» **Exercise directions**: Rewrite the items below, replacing each occurrence of "rough mask" with "coarse mask" and leaving everything else untouched.

» **Source material**:
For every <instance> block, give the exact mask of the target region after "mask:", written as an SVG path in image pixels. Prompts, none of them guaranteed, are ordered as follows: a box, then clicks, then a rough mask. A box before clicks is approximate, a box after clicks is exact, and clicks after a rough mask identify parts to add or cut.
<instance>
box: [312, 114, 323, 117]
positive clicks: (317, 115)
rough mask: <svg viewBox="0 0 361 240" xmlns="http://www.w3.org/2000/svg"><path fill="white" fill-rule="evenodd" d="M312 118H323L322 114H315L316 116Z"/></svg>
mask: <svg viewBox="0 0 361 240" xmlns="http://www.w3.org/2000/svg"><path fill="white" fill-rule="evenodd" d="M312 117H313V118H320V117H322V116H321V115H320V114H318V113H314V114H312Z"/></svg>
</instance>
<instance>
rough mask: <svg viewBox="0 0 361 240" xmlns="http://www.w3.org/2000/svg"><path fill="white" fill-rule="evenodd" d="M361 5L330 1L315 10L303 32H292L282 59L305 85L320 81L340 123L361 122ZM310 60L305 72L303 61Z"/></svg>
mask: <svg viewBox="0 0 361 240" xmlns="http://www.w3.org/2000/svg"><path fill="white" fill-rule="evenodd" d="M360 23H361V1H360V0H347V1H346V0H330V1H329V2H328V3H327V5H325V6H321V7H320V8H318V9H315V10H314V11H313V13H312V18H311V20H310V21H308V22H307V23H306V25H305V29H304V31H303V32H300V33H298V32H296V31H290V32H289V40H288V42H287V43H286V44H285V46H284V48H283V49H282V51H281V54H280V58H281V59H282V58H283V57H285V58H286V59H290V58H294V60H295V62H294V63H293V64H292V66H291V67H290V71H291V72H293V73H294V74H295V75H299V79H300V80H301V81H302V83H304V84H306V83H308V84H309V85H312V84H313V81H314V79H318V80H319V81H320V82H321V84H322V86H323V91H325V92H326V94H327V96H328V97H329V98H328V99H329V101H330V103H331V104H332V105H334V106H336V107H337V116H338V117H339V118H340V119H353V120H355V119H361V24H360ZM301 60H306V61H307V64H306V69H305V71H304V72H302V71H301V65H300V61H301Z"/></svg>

» **Reply**:
For every <instance> block, give the exact mask of the target region after "mask:", written as an SVG path in image pixels. Prompts, none of them guaranteed, are ordered as follows: a box, then clicks, then a coarse mask. A box before clicks is approximate, a box after clicks is exact, and clicks after a coarse mask identify parts to add or cut.
<instance>
box: [312, 114, 323, 117]
positive clicks: (317, 115)
coarse mask: <svg viewBox="0 0 361 240" xmlns="http://www.w3.org/2000/svg"><path fill="white" fill-rule="evenodd" d="M312 118H323L322 114H315L316 116Z"/></svg>
mask: <svg viewBox="0 0 361 240" xmlns="http://www.w3.org/2000/svg"><path fill="white" fill-rule="evenodd" d="M312 117H313V118H320V117H322V116H321V115H320V114H318V113H314V114H312Z"/></svg>
</instance>
<instance>
coarse mask: <svg viewBox="0 0 361 240" xmlns="http://www.w3.org/2000/svg"><path fill="white" fill-rule="evenodd" d="M361 5L330 1L315 10L303 32H292L282 59L305 85L320 81L340 123L361 122ZM310 60L305 72L303 61Z"/></svg>
mask: <svg viewBox="0 0 361 240" xmlns="http://www.w3.org/2000/svg"><path fill="white" fill-rule="evenodd" d="M360 23H361V1H360V0H347V1H346V0H330V1H329V2H328V3H327V5H325V6H321V7H320V8H318V9H315V10H314V11H313V13H312V18H311V20H310V21H308V22H307V23H306V25H305V29H304V31H303V32H300V33H298V32H296V31H290V32H289V40H288V42H287V43H286V44H285V46H284V48H283V49H282V51H281V54H280V58H281V59H282V58H283V57H285V58H286V59H290V58H294V60H295V62H294V63H293V64H292V66H291V67H290V71H291V72H293V73H294V74H295V75H299V79H300V80H301V81H302V83H304V84H306V83H308V84H309V85H312V84H313V81H314V79H318V80H319V81H320V82H321V84H322V86H323V91H325V92H326V94H327V96H328V97H329V98H328V99H329V101H330V103H331V104H332V105H334V106H336V107H337V116H338V117H339V118H340V119H353V120H355V119H361V24H360ZM301 60H306V61H307V64H306V69H305V71H304V72H302V71H301V65H300V61H301Z"/></svg>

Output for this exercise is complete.